**** EXCERPTED TEXT ****

Upon closer examination of overlapping proteins across groups (Fig. 6a), it becomes evident that the method pairs SEC + UC and SEC gave rise to a higher number of shared proteins (80) than SEC and UC (47) or SEC + UC and UC [23].

In a more detailed analysis, we examined GO terms related to EVs and to plasma within proteins common to the different isolation methods compared as pairs.

As may be observed in Fig. 6c, at the general level, terms related to EVs appear in greater proportions than the plasma-related terms in all comparisons. In effect, proteins common to SEC and UC showed the highest proportions of the terms ‘extracellular exosome’, ‘extracellular region’ and ‘extracellular space’, at 81.2%, 87.5% and 90.6%, respectively, compared to the pairs SEC + UC and UC, and SEC + UC and SEC. However, it should be noted that all isolation methods yielding proteins common with UC (SEC + UC and UC, and SEC and UC) gave rise to greater proportions of the plasma-related term ‘blood microparticle’, at 75% for SEC and UC, and 38.9% for SEC + UC and UC.

**** INFORMATION ****

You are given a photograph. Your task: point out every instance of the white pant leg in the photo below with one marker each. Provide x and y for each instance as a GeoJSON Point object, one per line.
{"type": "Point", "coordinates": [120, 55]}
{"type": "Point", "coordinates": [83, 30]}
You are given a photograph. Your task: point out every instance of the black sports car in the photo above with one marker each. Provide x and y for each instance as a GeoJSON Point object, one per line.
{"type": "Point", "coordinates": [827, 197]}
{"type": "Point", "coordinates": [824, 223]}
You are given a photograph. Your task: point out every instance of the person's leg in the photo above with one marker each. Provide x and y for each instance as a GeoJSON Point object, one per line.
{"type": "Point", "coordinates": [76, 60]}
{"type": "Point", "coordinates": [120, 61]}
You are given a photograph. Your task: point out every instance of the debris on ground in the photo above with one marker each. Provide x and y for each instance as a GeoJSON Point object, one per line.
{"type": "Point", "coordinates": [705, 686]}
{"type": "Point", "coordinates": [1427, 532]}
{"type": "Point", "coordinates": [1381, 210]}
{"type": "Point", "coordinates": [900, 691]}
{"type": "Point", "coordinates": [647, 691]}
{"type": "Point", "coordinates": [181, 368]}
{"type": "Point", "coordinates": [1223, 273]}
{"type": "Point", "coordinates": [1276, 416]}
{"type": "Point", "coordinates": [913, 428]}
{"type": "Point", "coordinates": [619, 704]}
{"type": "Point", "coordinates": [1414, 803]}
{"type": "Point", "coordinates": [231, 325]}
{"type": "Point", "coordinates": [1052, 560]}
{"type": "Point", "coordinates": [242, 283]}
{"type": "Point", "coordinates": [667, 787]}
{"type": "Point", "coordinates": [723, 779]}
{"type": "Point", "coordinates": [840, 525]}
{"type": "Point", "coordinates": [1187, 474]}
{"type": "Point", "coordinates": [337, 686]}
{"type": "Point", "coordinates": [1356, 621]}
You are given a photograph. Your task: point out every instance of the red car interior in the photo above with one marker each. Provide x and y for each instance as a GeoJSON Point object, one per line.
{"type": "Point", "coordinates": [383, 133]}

****

# WORK REQUIRED:
Copy out the passage on protein isolation methods word for word, starting with "As may be observed" and going on through "SEC + UC and UC.".

# RESULT BELOW:
As may be observed in Fig. 6c, at the general level, terms related to EVs appear in greater proportions than the plasma-related terms in all comparisons. In effect, proteins common to SEC and UC showed the highest proportions of the terms ‘extracellular exosome’, ‘extracellular region’ and ‘extracellular space’, at 81.2%, 87.5% and 90.6%, respectively, compared to the pairs SEC + UC and UC, and SEC + UC and SEC. However, it should be noted that all isolation methods yielding proteins common with UC (SEC + UC and UC, and SEC and UC) gave rise to greater proportions of the plasma-related term ‘blood microparticle’, at 75% for SEC and UC, and 38.9% for SEC + UC and UC.